(SUPPLIED PASSAGE)

I quite fancy quilting as think its such a nice idea to have all those memories together but not sure I would even know how to begin.  I was off work in the summer recovering from an op and started making homemade Christmas cards - I think it was the first time in my life I had been artistic! Ha ha.

Bisdil, getting out with your dog and cycling would be even better than exercising at the gym.  It would be so much more fun and you'd get plenty freshair - hopefully if your DH is up for cycling then you can motivate each other?  And you could always make it a wee outing where you can stop at some cycle friendly pub for a bite to eat and quality time together.  Hope you start to feel better soon
xxxx


----------



## lily1980 (Feb 2, 2012)

I've just deactivated my ******** account - I feel quite liberated!!!! No more baby news surprises from people I've not seen for years - should have done this ages ago xxx


----------



## Nosilab (Jun 29, 2011)

(End SUPPLIED PASSAGE)

## ACTIVITY
In the forum posts, what did the first writer start making while off work in the summer recovering from an op?

(DATA EXTRACTS)

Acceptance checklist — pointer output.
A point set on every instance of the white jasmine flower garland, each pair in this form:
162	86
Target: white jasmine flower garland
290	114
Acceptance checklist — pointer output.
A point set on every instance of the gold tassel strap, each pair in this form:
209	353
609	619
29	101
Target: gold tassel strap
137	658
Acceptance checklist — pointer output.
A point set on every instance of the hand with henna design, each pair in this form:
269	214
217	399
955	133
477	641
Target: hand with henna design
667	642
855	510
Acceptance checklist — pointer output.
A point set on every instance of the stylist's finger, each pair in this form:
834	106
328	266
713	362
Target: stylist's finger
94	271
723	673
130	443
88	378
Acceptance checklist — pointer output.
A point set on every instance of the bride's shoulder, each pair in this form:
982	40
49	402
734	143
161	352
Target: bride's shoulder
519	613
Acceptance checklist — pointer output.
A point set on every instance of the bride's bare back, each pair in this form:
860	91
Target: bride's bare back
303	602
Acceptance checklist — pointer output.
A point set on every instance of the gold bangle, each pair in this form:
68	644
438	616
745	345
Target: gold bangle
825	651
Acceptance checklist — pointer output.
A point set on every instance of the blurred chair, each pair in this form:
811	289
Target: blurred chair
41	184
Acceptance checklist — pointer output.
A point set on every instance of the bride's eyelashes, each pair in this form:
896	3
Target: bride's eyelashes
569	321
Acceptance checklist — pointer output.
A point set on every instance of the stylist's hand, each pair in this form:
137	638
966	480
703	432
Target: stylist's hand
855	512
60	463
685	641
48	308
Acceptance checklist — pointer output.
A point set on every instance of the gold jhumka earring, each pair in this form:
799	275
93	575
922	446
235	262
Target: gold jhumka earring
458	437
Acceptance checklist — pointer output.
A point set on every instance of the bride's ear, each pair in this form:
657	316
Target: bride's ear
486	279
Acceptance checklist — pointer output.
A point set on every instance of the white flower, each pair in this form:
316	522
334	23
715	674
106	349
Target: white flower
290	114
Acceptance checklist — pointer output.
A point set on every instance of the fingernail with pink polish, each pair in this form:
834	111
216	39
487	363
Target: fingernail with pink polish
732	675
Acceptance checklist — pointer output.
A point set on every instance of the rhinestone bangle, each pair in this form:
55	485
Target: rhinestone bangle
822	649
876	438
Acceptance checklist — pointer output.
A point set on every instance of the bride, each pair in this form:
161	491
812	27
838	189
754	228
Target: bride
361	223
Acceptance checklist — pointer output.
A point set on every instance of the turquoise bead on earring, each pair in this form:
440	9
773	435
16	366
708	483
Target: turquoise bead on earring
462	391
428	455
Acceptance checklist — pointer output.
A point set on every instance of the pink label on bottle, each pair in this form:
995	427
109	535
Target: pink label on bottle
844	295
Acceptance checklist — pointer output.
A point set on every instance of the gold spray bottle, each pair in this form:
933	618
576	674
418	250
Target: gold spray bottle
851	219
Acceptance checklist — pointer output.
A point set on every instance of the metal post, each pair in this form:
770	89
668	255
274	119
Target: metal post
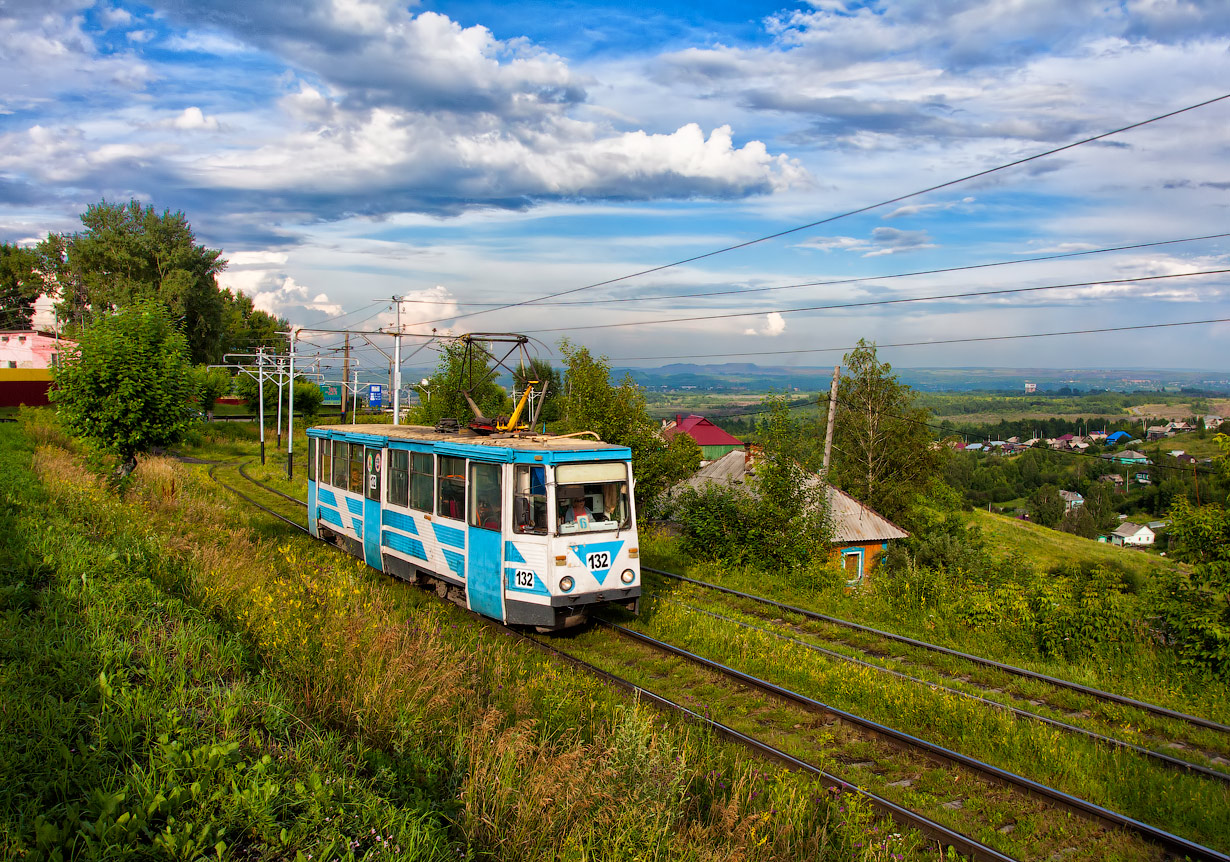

(End DATA EXTRACTS)

## RESULT OF THE EXERCISE
Homemade Christmas cards.